**WORK REQUIRED**
The entries that follow should be written out exactly.

**INPUT DATA**

####################

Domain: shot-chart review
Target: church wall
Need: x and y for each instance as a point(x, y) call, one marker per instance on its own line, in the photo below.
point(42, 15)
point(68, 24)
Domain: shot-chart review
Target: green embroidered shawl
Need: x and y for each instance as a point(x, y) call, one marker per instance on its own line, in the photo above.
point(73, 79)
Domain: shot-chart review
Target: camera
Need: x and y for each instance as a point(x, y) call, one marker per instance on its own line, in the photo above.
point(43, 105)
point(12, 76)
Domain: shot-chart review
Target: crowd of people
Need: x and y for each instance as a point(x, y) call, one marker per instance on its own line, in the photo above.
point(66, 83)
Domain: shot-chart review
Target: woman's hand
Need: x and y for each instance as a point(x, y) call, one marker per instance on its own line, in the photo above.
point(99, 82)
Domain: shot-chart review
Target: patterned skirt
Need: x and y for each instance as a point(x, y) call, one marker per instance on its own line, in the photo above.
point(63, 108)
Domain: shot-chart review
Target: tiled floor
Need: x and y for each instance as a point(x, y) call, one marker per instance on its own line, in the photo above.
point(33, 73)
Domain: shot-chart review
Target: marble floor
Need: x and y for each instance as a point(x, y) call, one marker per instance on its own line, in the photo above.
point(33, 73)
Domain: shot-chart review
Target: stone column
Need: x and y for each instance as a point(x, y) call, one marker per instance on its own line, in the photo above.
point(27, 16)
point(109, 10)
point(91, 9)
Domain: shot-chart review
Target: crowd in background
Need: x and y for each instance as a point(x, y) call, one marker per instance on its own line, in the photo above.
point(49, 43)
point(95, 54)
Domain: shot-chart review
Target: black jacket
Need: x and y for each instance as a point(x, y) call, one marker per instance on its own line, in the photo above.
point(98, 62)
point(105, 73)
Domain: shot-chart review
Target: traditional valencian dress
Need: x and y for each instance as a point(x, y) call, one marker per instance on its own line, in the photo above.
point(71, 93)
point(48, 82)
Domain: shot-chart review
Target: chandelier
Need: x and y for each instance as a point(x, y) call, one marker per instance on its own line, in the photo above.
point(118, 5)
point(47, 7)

####################

**THE OUTPUT**
Domain: shot-chart review
Target: church wall
Need: x and y for each instance as a point(x, y) call, one marker per instance on its own line, in the photo below.
point(42, 15)
point(68, 24)
Domain: shot-chart review
Target: green embroidered shawl
Need: x and y for each instance as a point(x, y) call, one marker per instance on its own line, in the photo above.
point(73, 79)
Domain: shot-chart review
Target: camera
Need: x and y for each instance as a point(x, y) call, one marker per instance on its own line, in the photo above.
point(43, 105)
point(12, 76)
Domain: shot-chart review
Target: crowd of people
Need: x and y for each instance as a point(x, y) call, one marker per instance on its own line, in the photo above.
point(66, 83)
Domain: shot-chart review
Target: woman's hand
Need: x and y for each instance as a point(x, y) call, one marker per instance on its own line, in the photo above.
point(99, 82)
Domain: shot-chart review
Target: patterned skirt
Need: x and y for each instance as a point(x, y) call, one marker per instance on its own line, in the photo above.
point(63, 108)
Domain: shot-chart review
Target: tiled floor
Need: x and y for each instance as a point(x, y) call, one marker per instance on its own line, in the photo above.
point(33, 73)
Domain: shot-chart review
Target: marble floor
Need: x and y for each instance as a point(x, y) call, one marker per instance on its own line, in the photo above.
point(33, 73)
Domain: shot-chart review
Target: stone column
Need: x and y for each instance as a point(x, y) call, one marker per instance on its own line, in the photo above.
point(27, 16)
point(109, 10)
point(91, 9)
Domain: shot-chart review
Target: crowd in background
Need: x and y for each instance as a point(x, y) call, one marker per instance on its own line, in the photo above.
point(49, 43)
point(95, 54)
Domain: shot-chart review
Target: black jacket
Need: x and y for each instance as a point(x, y) call, one marker per instance on its own line, in the photo above.
point(98, 62)
point(105, 73)
Domain: shot-chart review
Target: traditional valencian dress
Need: x and y for each instance as a point(x, y) call, one marker per instance on its own line, in the photo above.
point(71, 93)
point(48, 82)
Domain: shot-chart review
Target: chandelier
Need: x and y for each instance as a point(x, y) call, one marker per instance on its own line, in the photo above.
point(118, 5)
point(47, 7)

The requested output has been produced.